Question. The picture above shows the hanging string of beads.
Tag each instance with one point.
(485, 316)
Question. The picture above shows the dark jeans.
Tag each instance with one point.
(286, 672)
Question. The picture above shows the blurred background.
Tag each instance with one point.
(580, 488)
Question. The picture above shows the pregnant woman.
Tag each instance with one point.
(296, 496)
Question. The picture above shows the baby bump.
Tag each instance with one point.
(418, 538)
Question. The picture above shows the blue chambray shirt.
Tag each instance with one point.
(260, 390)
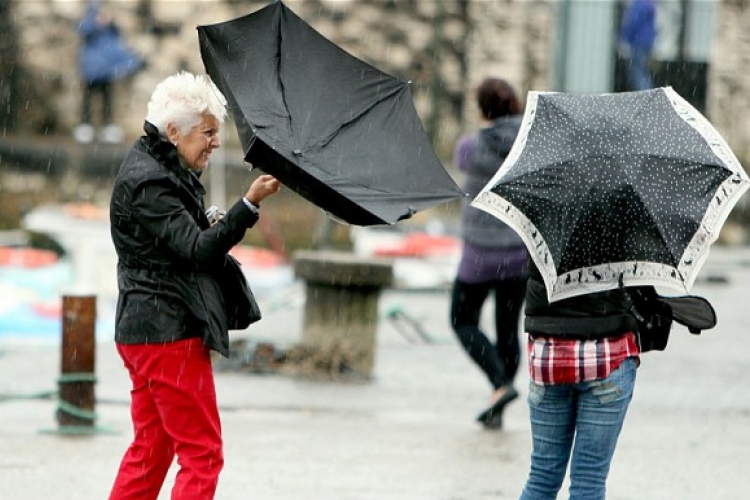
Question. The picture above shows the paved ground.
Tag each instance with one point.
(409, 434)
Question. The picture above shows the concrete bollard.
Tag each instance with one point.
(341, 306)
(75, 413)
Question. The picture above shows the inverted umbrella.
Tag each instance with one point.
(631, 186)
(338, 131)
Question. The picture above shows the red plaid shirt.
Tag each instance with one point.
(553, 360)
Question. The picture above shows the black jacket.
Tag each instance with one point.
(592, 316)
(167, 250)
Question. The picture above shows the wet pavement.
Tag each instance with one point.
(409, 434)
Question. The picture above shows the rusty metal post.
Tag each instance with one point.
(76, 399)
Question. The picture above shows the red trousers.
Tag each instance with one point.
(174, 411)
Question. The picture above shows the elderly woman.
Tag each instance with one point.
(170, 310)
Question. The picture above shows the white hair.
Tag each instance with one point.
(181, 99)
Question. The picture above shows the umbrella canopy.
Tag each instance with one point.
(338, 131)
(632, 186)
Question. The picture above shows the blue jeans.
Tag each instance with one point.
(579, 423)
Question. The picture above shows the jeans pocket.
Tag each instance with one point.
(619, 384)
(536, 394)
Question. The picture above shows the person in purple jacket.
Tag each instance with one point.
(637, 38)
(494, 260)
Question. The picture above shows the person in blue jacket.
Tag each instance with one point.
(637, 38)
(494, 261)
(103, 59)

____

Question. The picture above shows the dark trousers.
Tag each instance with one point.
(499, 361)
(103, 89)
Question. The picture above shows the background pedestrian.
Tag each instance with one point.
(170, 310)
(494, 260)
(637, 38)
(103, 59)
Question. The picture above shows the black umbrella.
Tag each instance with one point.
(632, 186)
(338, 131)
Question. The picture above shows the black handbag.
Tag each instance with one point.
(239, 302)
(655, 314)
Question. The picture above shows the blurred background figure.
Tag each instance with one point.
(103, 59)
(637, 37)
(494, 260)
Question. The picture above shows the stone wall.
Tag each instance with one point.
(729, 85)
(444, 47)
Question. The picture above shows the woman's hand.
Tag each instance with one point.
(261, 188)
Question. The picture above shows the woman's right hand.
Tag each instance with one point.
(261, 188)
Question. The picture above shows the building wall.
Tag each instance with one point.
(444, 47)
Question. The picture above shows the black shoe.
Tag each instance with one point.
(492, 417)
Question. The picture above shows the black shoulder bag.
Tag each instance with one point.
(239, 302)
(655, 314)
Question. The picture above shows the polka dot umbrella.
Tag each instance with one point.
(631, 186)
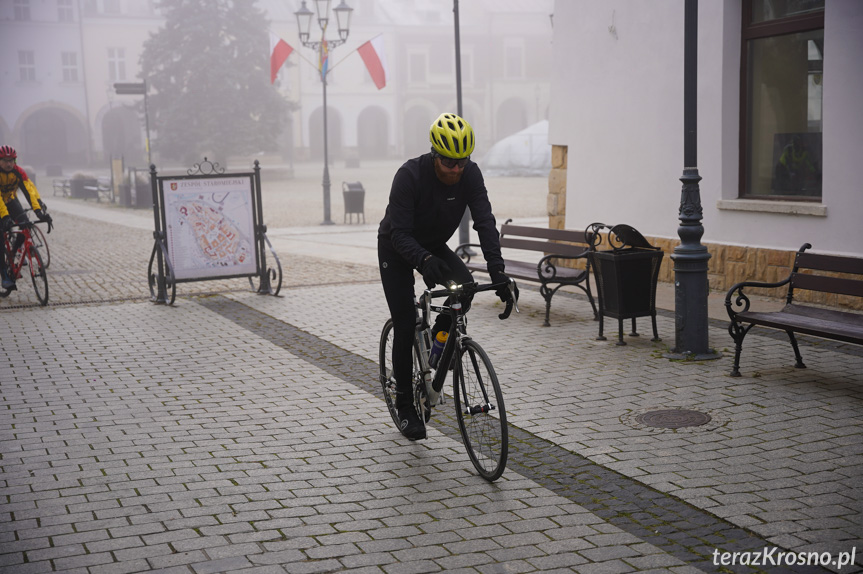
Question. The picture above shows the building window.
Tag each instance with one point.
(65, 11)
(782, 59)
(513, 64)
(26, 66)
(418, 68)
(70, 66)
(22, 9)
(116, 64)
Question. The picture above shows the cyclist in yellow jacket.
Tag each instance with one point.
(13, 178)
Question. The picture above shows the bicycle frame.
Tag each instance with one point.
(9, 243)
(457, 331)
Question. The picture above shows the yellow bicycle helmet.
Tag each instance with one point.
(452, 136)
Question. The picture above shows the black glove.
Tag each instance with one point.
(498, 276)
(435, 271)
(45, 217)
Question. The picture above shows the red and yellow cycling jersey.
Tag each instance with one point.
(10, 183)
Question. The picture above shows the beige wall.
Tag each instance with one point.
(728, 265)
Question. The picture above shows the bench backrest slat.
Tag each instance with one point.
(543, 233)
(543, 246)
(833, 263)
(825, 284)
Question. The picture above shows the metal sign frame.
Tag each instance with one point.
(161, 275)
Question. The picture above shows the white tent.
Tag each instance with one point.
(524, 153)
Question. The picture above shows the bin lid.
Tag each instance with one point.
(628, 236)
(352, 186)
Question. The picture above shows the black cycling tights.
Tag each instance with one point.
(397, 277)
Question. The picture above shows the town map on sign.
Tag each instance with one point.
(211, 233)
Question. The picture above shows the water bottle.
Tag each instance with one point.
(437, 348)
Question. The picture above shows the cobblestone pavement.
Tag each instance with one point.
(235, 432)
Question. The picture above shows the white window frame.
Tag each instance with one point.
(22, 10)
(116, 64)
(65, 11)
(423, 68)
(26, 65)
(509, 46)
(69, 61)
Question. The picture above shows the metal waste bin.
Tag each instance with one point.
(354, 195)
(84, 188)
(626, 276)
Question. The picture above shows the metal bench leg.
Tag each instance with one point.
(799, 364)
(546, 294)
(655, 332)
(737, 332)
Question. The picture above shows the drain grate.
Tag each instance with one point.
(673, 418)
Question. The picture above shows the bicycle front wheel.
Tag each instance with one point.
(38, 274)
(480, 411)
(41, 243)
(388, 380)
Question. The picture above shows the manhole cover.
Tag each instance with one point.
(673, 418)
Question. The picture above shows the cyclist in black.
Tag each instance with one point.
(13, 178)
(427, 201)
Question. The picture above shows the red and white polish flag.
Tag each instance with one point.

____

• Written request: Which lines in the records contain the word "cycling"? Pick out each one and copy it.

• Solution for this exercise:
Question. The picture above shows the red and yellow cycling jersey.
Question. The picture above shows the black cycling tights.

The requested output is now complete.